*WHAT THE TASK ASKS*:
From the records that follow, give the number of lines that include the word "approximate", with no further words.

BEGIN PROVIDED DATA

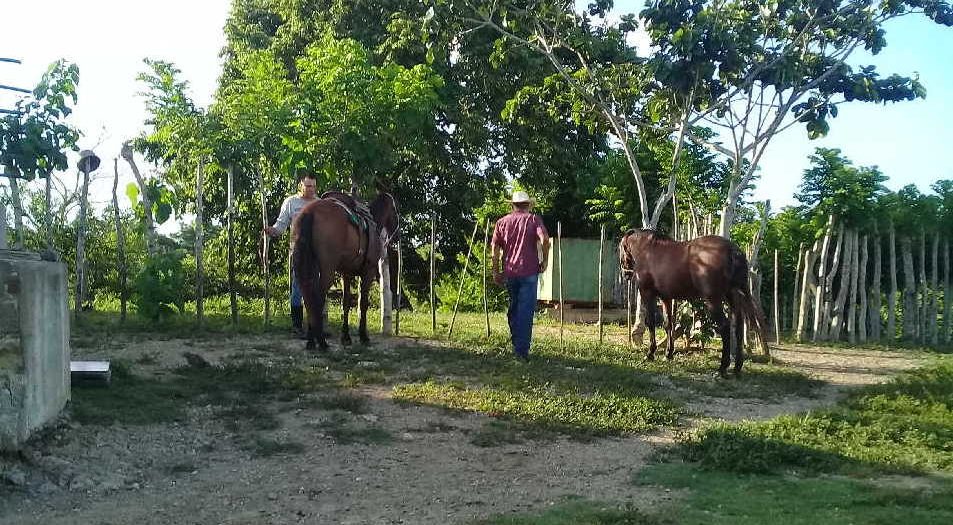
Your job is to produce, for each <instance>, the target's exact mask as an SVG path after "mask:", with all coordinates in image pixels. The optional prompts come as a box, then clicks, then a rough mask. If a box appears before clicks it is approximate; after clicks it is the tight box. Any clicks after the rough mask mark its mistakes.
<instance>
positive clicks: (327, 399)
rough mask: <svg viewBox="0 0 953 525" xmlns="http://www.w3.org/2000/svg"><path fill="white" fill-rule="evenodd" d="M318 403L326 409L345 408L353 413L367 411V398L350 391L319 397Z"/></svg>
mask: <svg viewBox="0 0 953 525" xmlns="http://www.w3.org/2000/svg"><path fill="white" fill-rule="evenodd" d="M317 405H318V406H319V407H321V408H323V409H326V410H343V411H345V412H350V413H352V414H365V413H367V399H366V398H364V397H363V396H359V395H355V394H351V393H349V392H336V393H333V394H328V395H326V396H323V397H321V398H318V399H317Z"/></svg>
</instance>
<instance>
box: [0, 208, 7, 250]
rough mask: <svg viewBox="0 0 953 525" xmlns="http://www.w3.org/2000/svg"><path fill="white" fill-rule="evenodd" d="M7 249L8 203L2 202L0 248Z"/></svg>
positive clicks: (0, 214)
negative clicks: (7, 211) (7, 213)
mask: <svg viewBox="0 0 953 525" xmlns="http://www.w3.org/2000/svg"><path fill="white" fill-rule="evenodd" d="M6 249H7V205H6V204H5V203H3V202H0V250H6Z"/></svg>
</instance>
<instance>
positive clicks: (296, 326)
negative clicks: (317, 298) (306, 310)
mask: <svg viewBox="0 0 953 525" xmlns="http://www.w3.org/2000/svg"><path fill="white" fill-rule="evenodd" d="M303 325H304V307H303V306H292V307H291V329H292V330H293V331H294V333H295V335H297V336H304V335H306V334H305V332H304V327H303Z"/></svg>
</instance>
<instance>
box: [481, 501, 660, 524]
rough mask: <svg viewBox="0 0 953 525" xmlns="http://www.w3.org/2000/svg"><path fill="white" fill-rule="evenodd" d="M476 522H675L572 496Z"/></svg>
mask: <svg viewBox="0 0 953 525" xmlns="http://www.w3.org/2000/svg"><path fill="white" fill-rule="evenodd" d="M475 523H477V524H479V525H665V524H671V523H675V522H673V521H670V520H668V519H665V518H661V517H658V516H655V515H652V514H648V513H645V512H643V511H641V510H639V509H638V508H636V507H634V506H631V505H626V506H622V507H619V506H618V505H613V504H603V503H596V502H591V501H581V500H571V501H569V502H566V503H563V504H561V505H557V506H554V507H552V508H549V509H547V510H545V511H543V512H540V513H533V514H523V515H517V516H513V515H502V516H494V517H491V518H488V519H485V520H480V521H477V522H475Z"/></svg>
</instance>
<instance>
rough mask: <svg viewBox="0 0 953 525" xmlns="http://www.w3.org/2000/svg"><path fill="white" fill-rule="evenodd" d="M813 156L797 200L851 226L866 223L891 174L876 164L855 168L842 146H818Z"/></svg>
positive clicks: (863, 224) (810, 207)
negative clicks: (833, 216) (832, 146)
mask: <svg viewBox="0 0 953 525" xmlns="http://www.w3.org/2000/svg"><path fill="white" fill-rule="evenodd" d="M810 159H811V164H812V166H811V167H810V168H808V169H807V170H805V171H804V179H803V180H802V182H801V186H800V193H798V194H797V195H795V197H796V198H797V200H798V201H799V202H800V203H801V204H803V205H805V206H807V207H809V208H811V211H812V213H816V214H819V215H821V216H822V217H826V216H828V215H830V214H833V215H834V217H836V218H837V219H838V220H840V221H844V222H845V223H846V224H847V225H848V226H863V225H865V224H864V223H865V222H868V221H869V219H870V217H871V215H873V211H874V206H875V203H876V200H877V199H878V198H879V197H880V196H881V195H883V194H884V192H886V188H884V187H883V182H884V181H885V180H887V177H885V176H884V175H883V174H881V173H880V171H879V170H878V169H877V168H875V167H871V168H855V167H854V166H852V165H851V162H850V160H848V159H847V158H845V157H844V156H842V155H841V152H840V150H838V149H828V148H817V150H815V153H814V155H811V157H810Z"/></svg>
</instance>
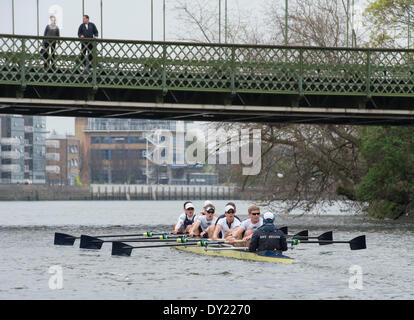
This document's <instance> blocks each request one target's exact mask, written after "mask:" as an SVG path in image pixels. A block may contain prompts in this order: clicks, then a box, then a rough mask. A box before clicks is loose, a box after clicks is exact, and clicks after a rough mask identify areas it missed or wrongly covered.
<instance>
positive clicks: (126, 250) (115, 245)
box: [112, 242, 133, 257]
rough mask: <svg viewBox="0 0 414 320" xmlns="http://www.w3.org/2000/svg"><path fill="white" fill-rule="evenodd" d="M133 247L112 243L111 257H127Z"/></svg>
mask: <svg viewBox="0 0 414 320" xmlns="http://www.w3.org/2000/svg"><path fill="white" fill-rule="evenodd" d="M132 249H133V247H132V246H130V245H128V244H126V243H123V242H112V255H113V256H121V257H129V256H130V255H131V252H132Z"/></svg>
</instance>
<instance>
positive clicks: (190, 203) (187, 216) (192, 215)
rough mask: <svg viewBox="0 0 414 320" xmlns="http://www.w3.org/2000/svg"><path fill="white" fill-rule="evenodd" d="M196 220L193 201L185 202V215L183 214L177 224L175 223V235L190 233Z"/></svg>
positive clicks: (177, 220) (184, 209)
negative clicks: (193, 222)
mask: <svg viewBox="0 0 414 320" xmlns="http://www.w3.org/2000/svg"><path fill="white" fill-rule="evenodd" d="M194 218H195V215H194V205H193V204H192V203H191V201H186V202H184V213H182V214H181V215H180V216H179V217H178V220H177V222H175V223H174V230H173V234H177V233H188V232H190V231H191V227H192V226H191V225H192V224H193V222H194Z"/></svg>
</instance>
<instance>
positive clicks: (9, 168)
mask: <svg viewBox="0 0 414 320" xmlns="http://www.w3.org/2000/svg"><path fill="white" fill-rule="evenodd" d="M1 170H2V171H3V172H12V173H18V172H21V170H22V169H21V167H20V165H18V164H3V165H2V166H1Z"/></svg>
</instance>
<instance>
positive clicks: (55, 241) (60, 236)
mask: <svg viewBox="0 0 414 320" xmlns="http://www.w3.org/2000/svg"><path fill="white" fill-rule="evenodd" d="M75 240H76V237H74V236H71V235H70V234H65V233H59V232H55V240H54V242H53V243H54V244H55V245H57V246H73V244H74V243H75Z"/></svg>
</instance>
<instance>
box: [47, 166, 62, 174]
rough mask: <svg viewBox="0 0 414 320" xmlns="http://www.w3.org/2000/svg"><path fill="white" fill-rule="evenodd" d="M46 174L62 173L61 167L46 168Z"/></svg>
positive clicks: (56, 166) (58, 166)
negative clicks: (60, 170)
mask: <svg viewBox="0 0 414 320" xmlns="http://www.w3.org/2000/svg"><path fill="white" fill-rule="evenodd" d="M46 172H48V173H60V167H59V166H46Z"/></svg>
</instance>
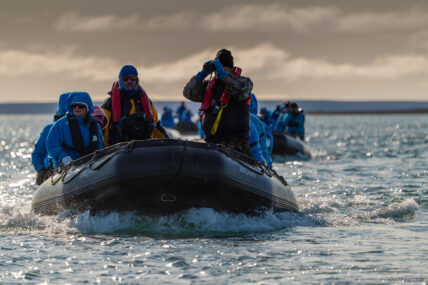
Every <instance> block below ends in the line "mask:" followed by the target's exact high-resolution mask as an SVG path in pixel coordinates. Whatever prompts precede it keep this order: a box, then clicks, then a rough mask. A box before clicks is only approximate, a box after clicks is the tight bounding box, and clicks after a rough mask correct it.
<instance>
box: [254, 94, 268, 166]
mask: <svg viewBox="0 0 428 285" xmlns="http://www.w3.org/2000/svg"><path fill="white" fill-rule="evenodd" d="M257 110H258V103H257V99H256V96H254V94H252V93H251V102H250V111H251V113H250V121H251V123H253V124H254V127H255V129H256V130H257V133H258V135H259V143H260V148H261V151H262V155H263V158H264V159H265V161H266V163H267V164H268V162H269V161H272V159H271V158H270V154H269V150H268V147H267V137H266V130H265V124H264V123H263V122H262V121H261V120H260V119H259V118H258V117H257ZM268 165H269V164H268ZM269 167H272V163H271V166H269Z"/></svg>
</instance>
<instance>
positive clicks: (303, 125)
mask: <svg viewBox="0 0 428 285" xmlns="http://www.w3.org/2000/svg"><path fill="white" fill-rule="evenodd" d="M279 126H280V128H279V129H278V131H280V132H284V131H285V132H287V133H289V134H292V135H296V136H298V137H299V138H300V139H301V140H304V139H305V115H304V114H303V112H299V108H298V106H297V104H296V103H291V104H290V107H289V111H288V113H287V114H286V115H285V116H284V117H283V118H282V121H281V122H280V124H279Z"/></svg>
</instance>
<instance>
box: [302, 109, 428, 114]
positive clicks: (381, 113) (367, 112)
mask: <svg viewBox="0 0 428 285" xmlns="http://www.w3.org/2000/svg"><path fill="white" fill-rule="evenodd" d="M305 113H306V114H311V115H372V114H373V115H379V114H380V115H381V114H385V115H387V114H428V108H427V109H406V110H370V111H363V110H360V111H307V112H305Z"/></svg>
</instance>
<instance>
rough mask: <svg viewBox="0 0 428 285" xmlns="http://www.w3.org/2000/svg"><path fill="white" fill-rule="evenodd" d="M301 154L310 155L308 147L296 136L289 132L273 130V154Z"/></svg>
mask: <svg viewBox="0 0 428 285" xmlns="http://www.w3.org/2000/svg"><path fill="white" fill-rule="evenodd" d="M298 153H300V154H302V155H304V156H306V157H308V158H310V157H311V151H310V150H309V147H308V146H307V145H306V144H305V143H304V142H303V141H302V140H301V139H300V138H298V137H294V136H292V135H290V134H286V133H280V132H273V149H272V154H273V155H296V154H298Z"/></svg>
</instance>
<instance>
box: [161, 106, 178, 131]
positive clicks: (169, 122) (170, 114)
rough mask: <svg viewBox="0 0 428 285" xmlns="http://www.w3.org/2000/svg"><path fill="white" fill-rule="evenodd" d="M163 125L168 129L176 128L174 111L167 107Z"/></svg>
mask: <svg viewBox="0 0 428 285" xmlns="http://www.w3.org/2000/svg"><path fill="white" fill-rule="evenodd" d="M161 124H162V126H165V127H168V128H175V122H174V115H173V114H172V110H171V109H170V108H168V107H166V110H165V111H164V113H163V114H162V117H161Z"/></svg>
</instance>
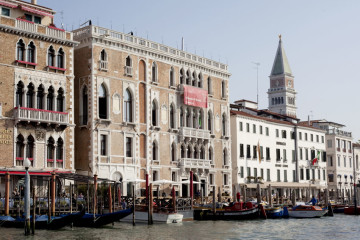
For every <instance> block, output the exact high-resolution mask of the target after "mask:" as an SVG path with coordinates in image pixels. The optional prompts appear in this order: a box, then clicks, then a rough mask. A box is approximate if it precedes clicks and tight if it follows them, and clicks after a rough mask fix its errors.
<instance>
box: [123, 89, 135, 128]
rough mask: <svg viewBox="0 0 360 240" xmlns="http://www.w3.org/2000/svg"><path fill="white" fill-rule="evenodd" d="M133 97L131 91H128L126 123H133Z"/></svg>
mask: <svg viewBox="0 0 360 240" xmlns="http://www.w3.org/2000/svg"><path fill="white" fill-rule="evenodd" d="M132 115H133V114H132V95H131V92H130V90H129V89H126V91H125V96H124V117H125V122H132V121H133V117H132Z"/></svg>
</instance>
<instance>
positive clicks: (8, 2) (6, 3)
mask: <svg viewBox="0 0 360 240" xmlns="http://www.w3.org/2000/svg"><path fill="white" fill-rule="evenodd" d="M0 5H1V6H5V7H9V8H17V6H18V5H17V4H15V3H10V2H7V1H4V0H0Z"/></svg>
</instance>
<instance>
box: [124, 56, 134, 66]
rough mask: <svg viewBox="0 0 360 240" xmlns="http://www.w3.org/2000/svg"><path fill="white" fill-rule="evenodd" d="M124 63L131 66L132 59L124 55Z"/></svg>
mask: <svg viewBox="0 0 360 240" xmlns="http://www.w3.org/2000/svg"><path fill="white" fill-rule="evenodd" d="M125 64H126V65H125V66H127V67H132V60H131V57H130V56H127V57H126V60H125Z"/></svg>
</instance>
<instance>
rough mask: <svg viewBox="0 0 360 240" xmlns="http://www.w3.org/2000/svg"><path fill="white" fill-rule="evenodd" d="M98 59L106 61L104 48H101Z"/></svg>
mask: <svg viewBox="0 0 360 240" xmlns="http://www.w3.org/2000/svg"><path fill="white" fill-rule="evenodd" d="M100 60H101V61H107V54H106V51H105V49H103V50H102V51H101V53H100Z"/></svg>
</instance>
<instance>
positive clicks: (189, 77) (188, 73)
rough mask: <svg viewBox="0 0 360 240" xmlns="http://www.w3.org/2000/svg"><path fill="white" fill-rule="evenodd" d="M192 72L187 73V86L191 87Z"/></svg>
mask: <svg viewBox="0 0 360 240" xmlns="http://www.w3.org/2000/svg"><path fill="white" fill-rule="evenodd" d="M190 76H191V74H190V70H187V71H186V85H191V80H190Z"/></svg>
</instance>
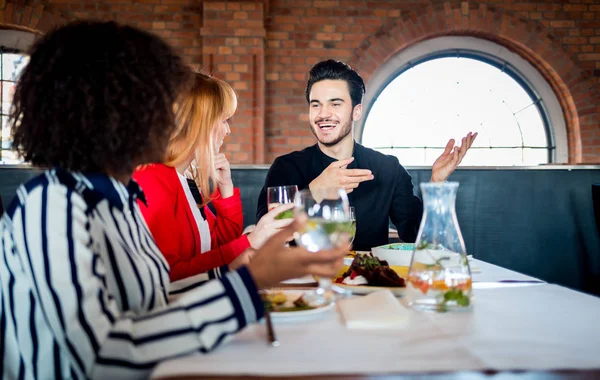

END PROVIDED DATA

*RESPONSE TO THIS TASK*:
3